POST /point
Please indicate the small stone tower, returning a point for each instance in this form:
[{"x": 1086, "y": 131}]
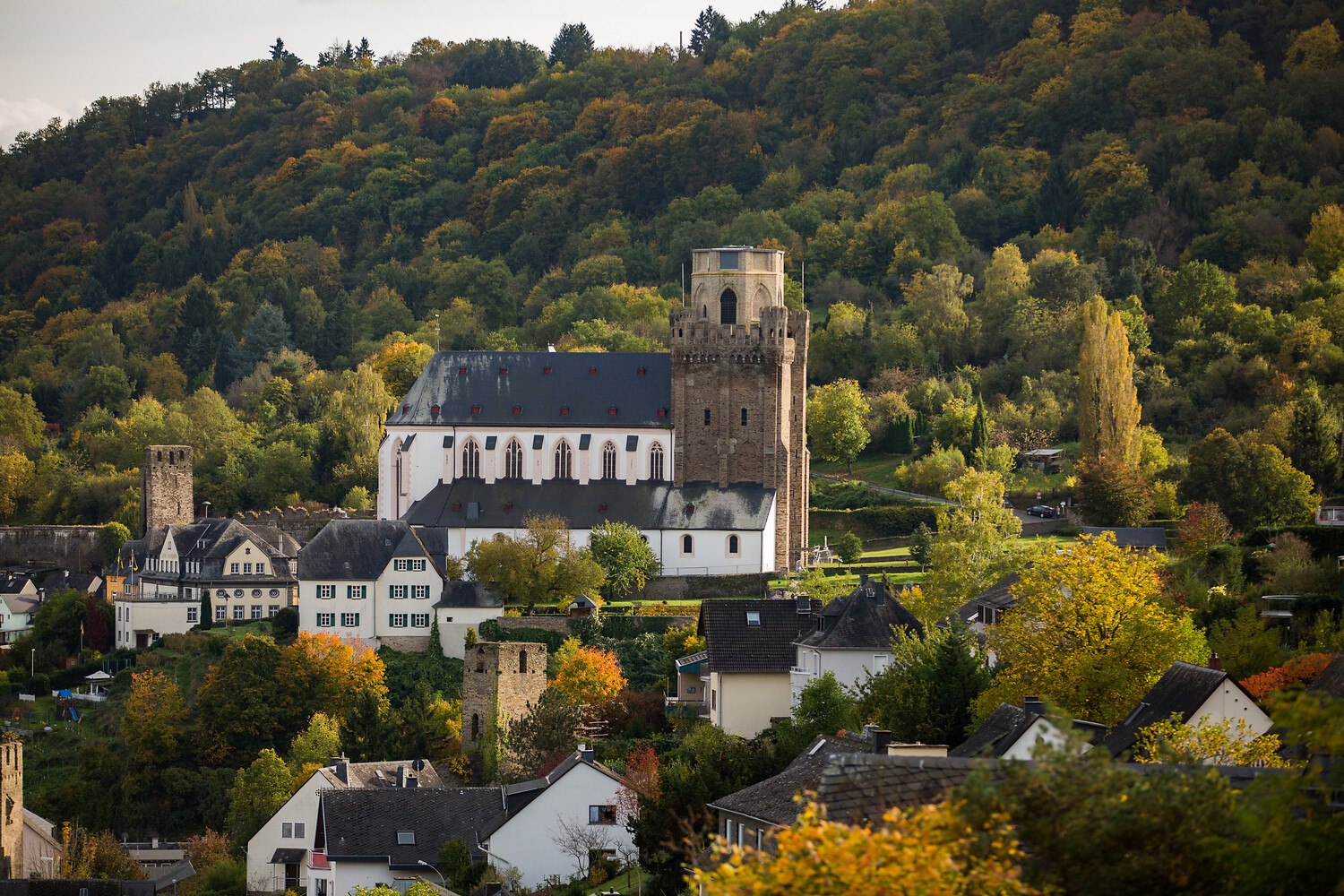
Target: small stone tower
[
  {"x": 739, "y": 379},
  {"x": 500, "y": 681},
  {"x": 166, "y": 487},
  {"x": 11, "y": 807}
]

- _WHAT TO DO_
Should there be pictures in the data, leave them out and return the rest exactly.

- _RESULT OF THE TASK_
POST /point
Please indicate the small stone tower, returning a point for each instance in this form:
[{"x": 1086, "y": 131}]
Target: small stone tower
[
  {"x": 739, "y": 379},
  {"x": 500, "y": 681},
  {"x": 166, "y": 487},
  {"x": 11, "y": 807}
]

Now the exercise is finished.